Data in this exercise: Begin

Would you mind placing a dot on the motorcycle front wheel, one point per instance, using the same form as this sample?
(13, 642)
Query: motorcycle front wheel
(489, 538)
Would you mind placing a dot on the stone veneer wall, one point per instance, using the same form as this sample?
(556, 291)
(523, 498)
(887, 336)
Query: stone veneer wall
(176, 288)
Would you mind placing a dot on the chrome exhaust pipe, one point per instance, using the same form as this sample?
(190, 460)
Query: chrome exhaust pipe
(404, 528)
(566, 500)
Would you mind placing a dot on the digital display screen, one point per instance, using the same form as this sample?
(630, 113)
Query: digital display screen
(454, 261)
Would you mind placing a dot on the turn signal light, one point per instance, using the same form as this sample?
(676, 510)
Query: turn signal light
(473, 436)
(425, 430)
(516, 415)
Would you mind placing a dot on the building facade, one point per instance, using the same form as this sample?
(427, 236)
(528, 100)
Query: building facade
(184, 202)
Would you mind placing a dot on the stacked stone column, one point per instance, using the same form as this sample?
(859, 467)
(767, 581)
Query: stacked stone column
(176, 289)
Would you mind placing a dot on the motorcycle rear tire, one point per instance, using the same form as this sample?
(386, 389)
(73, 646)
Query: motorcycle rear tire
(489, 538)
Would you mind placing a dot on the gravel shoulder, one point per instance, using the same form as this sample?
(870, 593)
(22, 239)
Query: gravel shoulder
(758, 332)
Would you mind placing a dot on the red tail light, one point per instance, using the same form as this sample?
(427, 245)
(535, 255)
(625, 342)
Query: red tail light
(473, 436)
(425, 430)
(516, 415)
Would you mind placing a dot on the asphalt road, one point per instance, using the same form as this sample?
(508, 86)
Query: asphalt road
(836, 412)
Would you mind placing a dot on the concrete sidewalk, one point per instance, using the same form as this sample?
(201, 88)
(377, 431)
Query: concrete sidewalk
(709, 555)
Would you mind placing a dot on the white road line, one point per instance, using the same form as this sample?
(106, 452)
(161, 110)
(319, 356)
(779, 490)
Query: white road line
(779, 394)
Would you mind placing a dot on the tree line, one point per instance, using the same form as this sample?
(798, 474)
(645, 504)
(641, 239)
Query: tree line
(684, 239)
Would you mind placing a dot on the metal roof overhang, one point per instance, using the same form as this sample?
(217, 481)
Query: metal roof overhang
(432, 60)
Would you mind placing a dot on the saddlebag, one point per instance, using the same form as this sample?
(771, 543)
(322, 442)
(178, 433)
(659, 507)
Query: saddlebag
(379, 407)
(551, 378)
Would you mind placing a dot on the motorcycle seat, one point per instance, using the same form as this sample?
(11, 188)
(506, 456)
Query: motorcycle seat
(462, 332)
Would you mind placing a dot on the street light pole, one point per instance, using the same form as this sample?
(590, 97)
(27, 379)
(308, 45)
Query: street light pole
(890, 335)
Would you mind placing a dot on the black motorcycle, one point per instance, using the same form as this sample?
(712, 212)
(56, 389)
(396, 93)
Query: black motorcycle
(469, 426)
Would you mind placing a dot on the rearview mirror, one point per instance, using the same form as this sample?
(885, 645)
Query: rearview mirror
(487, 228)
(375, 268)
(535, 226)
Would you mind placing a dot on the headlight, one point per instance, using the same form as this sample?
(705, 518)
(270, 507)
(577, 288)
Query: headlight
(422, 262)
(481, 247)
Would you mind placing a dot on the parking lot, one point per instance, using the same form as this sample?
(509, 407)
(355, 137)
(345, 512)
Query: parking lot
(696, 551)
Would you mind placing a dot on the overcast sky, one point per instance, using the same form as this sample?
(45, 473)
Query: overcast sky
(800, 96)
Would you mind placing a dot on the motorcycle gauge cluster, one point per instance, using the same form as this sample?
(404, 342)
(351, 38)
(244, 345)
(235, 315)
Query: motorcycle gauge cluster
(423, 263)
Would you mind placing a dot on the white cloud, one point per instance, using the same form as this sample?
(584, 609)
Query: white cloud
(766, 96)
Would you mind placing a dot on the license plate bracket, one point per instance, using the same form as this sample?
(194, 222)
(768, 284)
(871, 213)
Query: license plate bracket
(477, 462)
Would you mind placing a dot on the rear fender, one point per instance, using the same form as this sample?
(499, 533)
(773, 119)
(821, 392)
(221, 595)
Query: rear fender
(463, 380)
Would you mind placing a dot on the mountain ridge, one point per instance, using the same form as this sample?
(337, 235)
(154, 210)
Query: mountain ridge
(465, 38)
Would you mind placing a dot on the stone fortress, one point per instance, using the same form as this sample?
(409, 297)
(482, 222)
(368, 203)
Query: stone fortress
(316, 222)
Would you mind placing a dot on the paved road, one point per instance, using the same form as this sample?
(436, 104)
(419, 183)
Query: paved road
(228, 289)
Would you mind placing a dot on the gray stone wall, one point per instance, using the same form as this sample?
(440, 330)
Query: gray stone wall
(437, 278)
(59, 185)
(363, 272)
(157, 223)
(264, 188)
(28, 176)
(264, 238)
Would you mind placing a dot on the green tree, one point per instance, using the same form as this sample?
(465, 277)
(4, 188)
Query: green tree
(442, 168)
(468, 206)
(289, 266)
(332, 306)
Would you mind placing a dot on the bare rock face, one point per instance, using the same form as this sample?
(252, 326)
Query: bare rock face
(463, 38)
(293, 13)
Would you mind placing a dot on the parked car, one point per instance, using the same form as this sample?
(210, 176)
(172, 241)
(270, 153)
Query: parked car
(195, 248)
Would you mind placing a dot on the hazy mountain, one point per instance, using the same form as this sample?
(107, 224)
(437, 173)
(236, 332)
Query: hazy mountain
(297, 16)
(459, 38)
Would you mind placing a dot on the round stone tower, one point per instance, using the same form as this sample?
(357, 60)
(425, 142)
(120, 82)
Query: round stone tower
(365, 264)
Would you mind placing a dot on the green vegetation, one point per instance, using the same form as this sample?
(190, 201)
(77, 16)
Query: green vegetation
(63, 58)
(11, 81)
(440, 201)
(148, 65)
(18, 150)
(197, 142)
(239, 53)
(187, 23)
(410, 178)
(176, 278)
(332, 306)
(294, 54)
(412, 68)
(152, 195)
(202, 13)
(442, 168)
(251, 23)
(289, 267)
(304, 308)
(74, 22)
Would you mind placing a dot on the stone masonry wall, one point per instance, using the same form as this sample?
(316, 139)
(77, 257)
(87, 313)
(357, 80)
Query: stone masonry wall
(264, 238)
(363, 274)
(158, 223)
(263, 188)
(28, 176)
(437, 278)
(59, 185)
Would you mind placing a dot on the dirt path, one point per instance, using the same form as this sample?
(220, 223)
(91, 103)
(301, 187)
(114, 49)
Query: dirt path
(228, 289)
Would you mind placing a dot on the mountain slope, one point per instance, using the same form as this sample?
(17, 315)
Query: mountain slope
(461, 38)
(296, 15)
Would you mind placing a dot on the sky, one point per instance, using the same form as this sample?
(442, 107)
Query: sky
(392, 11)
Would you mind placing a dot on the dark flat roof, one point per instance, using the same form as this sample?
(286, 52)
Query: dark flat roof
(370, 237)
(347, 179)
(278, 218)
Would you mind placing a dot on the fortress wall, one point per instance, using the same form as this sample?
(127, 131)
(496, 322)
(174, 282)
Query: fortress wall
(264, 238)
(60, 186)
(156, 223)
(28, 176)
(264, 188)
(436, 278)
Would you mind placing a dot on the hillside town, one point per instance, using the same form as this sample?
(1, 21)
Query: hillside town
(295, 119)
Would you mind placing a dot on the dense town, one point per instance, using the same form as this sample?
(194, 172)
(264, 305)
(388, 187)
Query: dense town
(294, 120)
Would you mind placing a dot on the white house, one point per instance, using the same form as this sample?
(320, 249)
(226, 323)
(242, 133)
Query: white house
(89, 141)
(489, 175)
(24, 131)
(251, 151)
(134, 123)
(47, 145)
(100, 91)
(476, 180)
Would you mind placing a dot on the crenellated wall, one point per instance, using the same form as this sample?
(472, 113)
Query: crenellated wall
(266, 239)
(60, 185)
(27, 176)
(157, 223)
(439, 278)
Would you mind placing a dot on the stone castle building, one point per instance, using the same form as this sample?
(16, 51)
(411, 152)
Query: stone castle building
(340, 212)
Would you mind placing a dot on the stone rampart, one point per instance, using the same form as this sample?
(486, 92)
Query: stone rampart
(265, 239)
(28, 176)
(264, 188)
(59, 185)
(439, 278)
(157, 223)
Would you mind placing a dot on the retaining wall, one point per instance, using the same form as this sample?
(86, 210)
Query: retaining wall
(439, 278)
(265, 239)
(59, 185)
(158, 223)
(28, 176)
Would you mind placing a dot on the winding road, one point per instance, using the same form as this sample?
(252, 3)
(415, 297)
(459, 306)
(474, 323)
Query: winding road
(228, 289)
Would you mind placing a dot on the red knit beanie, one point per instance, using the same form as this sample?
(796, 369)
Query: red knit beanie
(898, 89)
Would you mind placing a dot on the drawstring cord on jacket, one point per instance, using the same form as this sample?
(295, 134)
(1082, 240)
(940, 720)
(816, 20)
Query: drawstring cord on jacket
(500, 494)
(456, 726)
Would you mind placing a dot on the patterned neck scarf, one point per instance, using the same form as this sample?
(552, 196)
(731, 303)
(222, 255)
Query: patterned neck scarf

Data in this exercise: End

Every line in the data above that contains "patterned" needs to be copied.

* Answer for this exercise *
Would you mind placing a dot on the patterned neck scarf, one point per instance, using the same form as this sample?
Query: patterned neck scarf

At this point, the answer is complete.